(PROVIDED PASSAGE):
There’s a great deal of reflection necessary to figure out what actions moral theory X recommends, e.g. to figure out which minds exist or what implicit promises people have made to each other. I don’t see this reflection as distinct from reflection about moral uncertainty; if we’re going to defer to a reflection process anyway for making decisions, we might as well let that reflection process decide on issues of moral theory.
What if AI exploring moral uncertainty finds that there is provably no correct moral theory or right moral facts? It that case, there is no moral uncertainty between moral theories, as they are all false. Could it escape this obstacle just by aggregating human’s opinion about possible situations?
In that case it would be exploring traditional metaethics, not moral uncertainty.
But if moral uncertainty is used as a solution then we just bake in some high level criteria for the appropriateness of a moral theory, and the credences will necessarily sum to 1. This is little different from baking in coherent extrapolated volition. In either case the agent is directly motivated to do whatever it is that satisfies our designated criteria, and it will still want to do it regardless of what it thinks about moral realism.
Those criteria might be very vague and philosophical, or they might be very specific and physical (like ‘would a simulation of Bertrand Russell say “a-ha, that’s a good theory”?’), but either way they will be specified.
So you’d put the probability of CEV working at between 90 and 99 percent? 90% seems plausible to me if a little high; 99% seems way too high.
But I have to give you a lot of credit for saying “the possibility of CEV discounts how valuable this is” instead of “this doesn’t matter because CEV will solve it”; many people say the latter, implicitly assuming that CEV has a near-100% probability of working.
No, rather lower than that (80%?). But I think that we’re more likely to attain only somewhat-flawed versions of the future without something CEV-ish. This reduces my estimate of the value of getting them kind of right, relative to getting good outcomes through worlds which do achieve something like CEV. I think that probably ex-post provides another very large discount factor, and the significant chance that it does provides another modest ex-ante discount factor (maybe another 80%; none of my numbers here are deeply considered).
Hey I (David Krueger) remember we spoke about this a bit with Toby when I was at FHI this summer.
I think we should be aiming for something like CEV, but we might not get it, and we should definitely consider scenarios where we have to settle for less.
For instance, some value-aligned group might find that its best option (due to competitive pressures) is to create an AI which has a 50% probability of being CEV-like or “aligned via corrigibility”, but has a 50% probability of (effectively) prematurely settling on a utility function whose goodness depends heavily on the nature of qualia.
If (as I believe) such a scenario is likely, then the problem is time-sensitive.
This feels extremely unlikely; I don’t think we have plausible paths to obtaining a non-negligibly good outcome without retaining the ability to effectively deliberate about e.g. the nature of qualia. I also suspect that we will be able to solve the control problem, and if we can’t then it will be because of failure modes that can’t be avoided by settling on a utility function. Of course “can’t see any way it can happen” is not the same as “am justifiably confident it won’t happen,” but I think in this case it’s enough to get us to pretty extreme odds.
More precisely, I’d give 100:1 against: (a) we will fail to solve the control problem in a satisfying war, (b) we will fall back to a solution which depends on our current understanding of qualia, (c) the resulting outcome will be non-negligibly good according to our view about qualia at the time that we build AI, and (d) it will be good because we hold that view about qualia.

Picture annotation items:
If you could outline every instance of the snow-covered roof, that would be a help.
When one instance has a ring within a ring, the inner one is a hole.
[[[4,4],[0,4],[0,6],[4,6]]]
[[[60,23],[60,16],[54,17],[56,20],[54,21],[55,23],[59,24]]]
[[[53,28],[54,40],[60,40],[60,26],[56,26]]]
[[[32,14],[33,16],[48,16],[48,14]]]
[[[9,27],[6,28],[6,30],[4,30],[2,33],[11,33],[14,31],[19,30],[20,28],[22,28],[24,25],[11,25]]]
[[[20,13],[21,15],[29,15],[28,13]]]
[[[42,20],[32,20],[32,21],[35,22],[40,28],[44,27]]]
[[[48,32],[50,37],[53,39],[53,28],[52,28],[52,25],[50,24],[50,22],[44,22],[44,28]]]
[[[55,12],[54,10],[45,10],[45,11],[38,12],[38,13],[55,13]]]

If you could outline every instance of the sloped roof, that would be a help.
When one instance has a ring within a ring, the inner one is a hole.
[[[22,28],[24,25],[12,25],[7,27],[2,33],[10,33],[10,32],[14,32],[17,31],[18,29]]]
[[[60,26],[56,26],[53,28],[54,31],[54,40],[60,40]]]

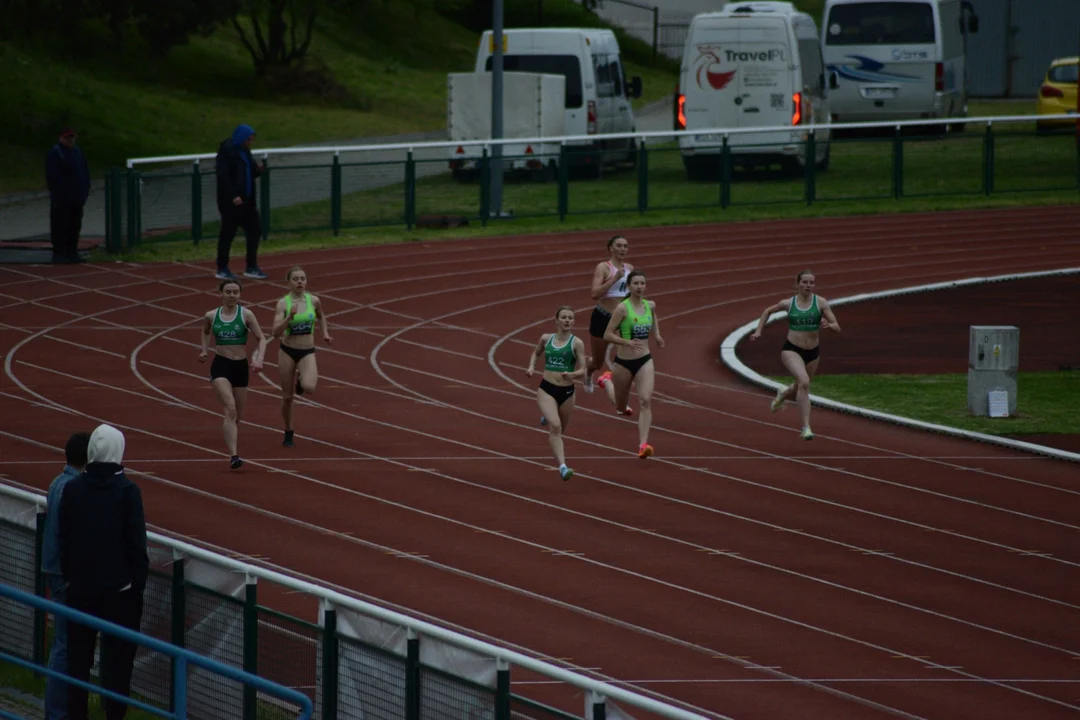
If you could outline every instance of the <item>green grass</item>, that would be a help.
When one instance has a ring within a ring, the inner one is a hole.
[[[557,218],[557,182],[508,180],[503,187],[503,208],[516,219],[492,225],[499,233],[588,229],[605,225],[660,225],[717,222],[793,216],[918,212],[959,207],[1008,206],[1075,202],[1077,161],[1074,139],[1067,136],[1037,136],[1034,133],[1001,133],[995,140],[995,191],[983,191],[983,138],[978,134],[945,139],[908,138],[903,148],[904,196],[893,199],[893,146],[888,138],[845,139],[833,144],[832,166],[816,176],[816,201],[807,206],[805,180],[780,173],[737,173],[731,185],[731,205],[719,206],[717,182],[686,179],[681,157],[672,145],[656,146],[648,160],[648,203],[646,215],[636,213],[638,175],[635,169],[608,172],[602,181],[569,182],[569,215]],[[442,167],[445,161],[429,161]],[[419,164],[419,163],[418,163]],[[272,172],[272,171],[271,171]],[[362,173],[362,166],[346,165],[345,174]],[[288,178],[288,175],[283,175]],[[417,181],[418,215],[459,215],[478,218],[478,184],[462,184],[448,174]],[[1011,192],[1014,194],[1005,195]],[[342,198],[345,227],[388,226],[350,230],[353,237],[401,237],[404,225],[404,186],[394,184],[354,192]],[[757,209],[754,209],[757,208]],[[673,216],[672,212],[677,212]],[[211,216],[212,217],[212,216]],[[677,218],[677,219],[676,219]],[[210,219],[204,215],[204,219]],[[597,222],[599,220],[599,222]],[[274,208],[271,230],[275,237],[324,235],[330,221],[329,200]],[[475,221],[474,221],[475,223]],[[203,235],[217,231],[206,221]],[[470,228],[465,234],[476,234]],[[485,234],[486,230],[480,231]],[[415,236],[414,233],[406,233]],[[441,232],[448,236],[453,233]],[[177,231],[159,240],[187,240],[188,231]]]
[[[116,49],[94,27],[77,58],[56,41],[0,42],[0,193],[43,187],[44,153],[68,124],[95,176],[127,158],[213,152],[239,122],[255,126],[260,147],[445,128],[446,73],[472,69],[477,33],[404,0],[367,3],[363,17],[337,8],[323,14],[311,56],[345,87],[338,100],[269,91],[231,27],[164,58],[137,39]],[[535,8],[508,0],[507,27],[532,24]],[[571,0],[545,0],[544,19],[596,24]],[[676,65],[649,67],[645,43],[621,43],[627,74],[644,81],[635,106],[670,95]]]
[[[791,378],[773,378],[791,382]],[[826,375],[811,392],[829,399],[988,435],[1080,434],[1072,398],[1080,396],[1080,371],[1021,372],[1016,416],[976,418],[968,413],[967,375]]]
[[[36,676],[31,670],[24,667],[0,663],[0,689],[14,690],[41,699],[45,696],[45,676]],[[90,697],[90,717],[92,720],[105,720],[105,710],[102,708],[100,698],[97,695],[91,695]],[[131,720],[161,719],[160,715],[145,712],[131,707],[127,708],[127,717]]]

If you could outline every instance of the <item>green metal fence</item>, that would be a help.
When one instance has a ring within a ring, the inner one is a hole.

(EXERCISE): Switch "CEV" to "coherent extrapolated volition" throughout the stretch of the moral uncertainty thread from "So you’d put" through "probability of working.", and give that stretch again. None of these items is needed for the work.

(FULL ANSWER):
So you’d put the probability of coherent extrapolated volition working at between 90 and 99 percent? 90% seems plausible to me if a little high; 99% seems way too high.
But I have to give you a lot of credit for saying “the possibility of coherent extrapolated volition discounts how valuable this is” instead of “this doesn’t matter because coherent extrapolated volition will solve it”; many people say the latter, implicitly assuming that coherent extrapolated volition has a near-100% probability of working.